Exercise objective
Every line in the data below that has the word "each" should be returned.

Stored items

*** Block opens ***

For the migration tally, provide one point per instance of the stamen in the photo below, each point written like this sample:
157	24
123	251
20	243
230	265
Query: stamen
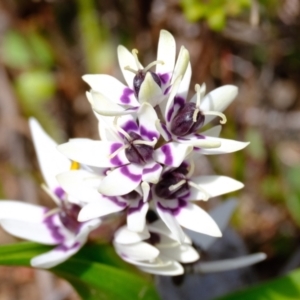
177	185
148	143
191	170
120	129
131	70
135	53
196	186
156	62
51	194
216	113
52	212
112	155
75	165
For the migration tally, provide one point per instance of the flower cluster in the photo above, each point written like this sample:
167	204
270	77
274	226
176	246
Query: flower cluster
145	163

*** Block closes ***
*** Block opens ***

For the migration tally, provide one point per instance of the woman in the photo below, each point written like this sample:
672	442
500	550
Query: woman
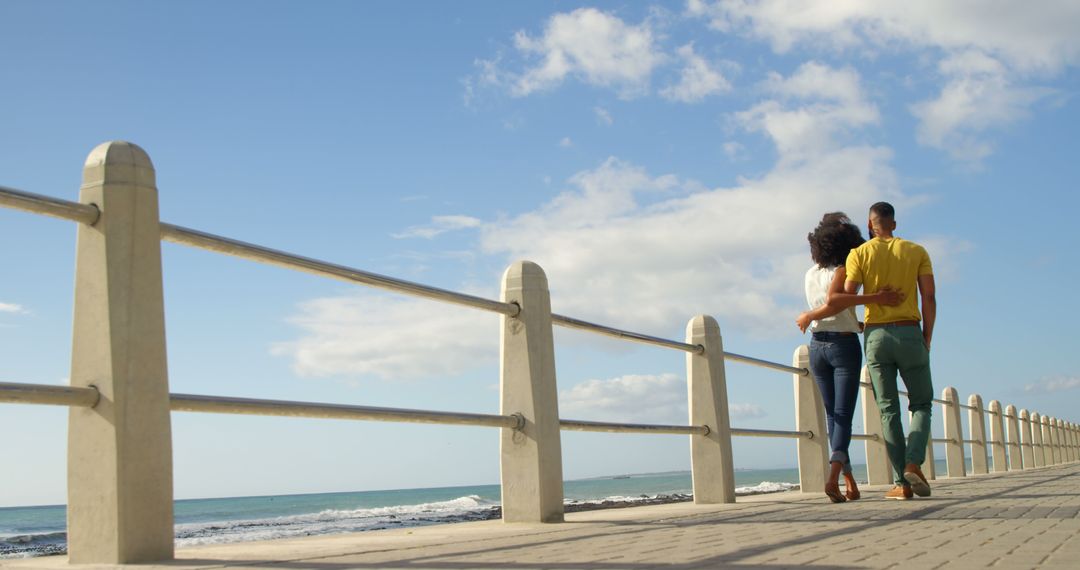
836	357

*** Block closes ***

Task result
For the migration tally, provide one point per instance of the stamen in the photo below, each point written like this sample:
For the migration tally, provide one point per instance of the flower cluster in the photo above, each point written like this sample:
For the migration tally, provide one point per instance of the woman in the photo below, each point written like this sample:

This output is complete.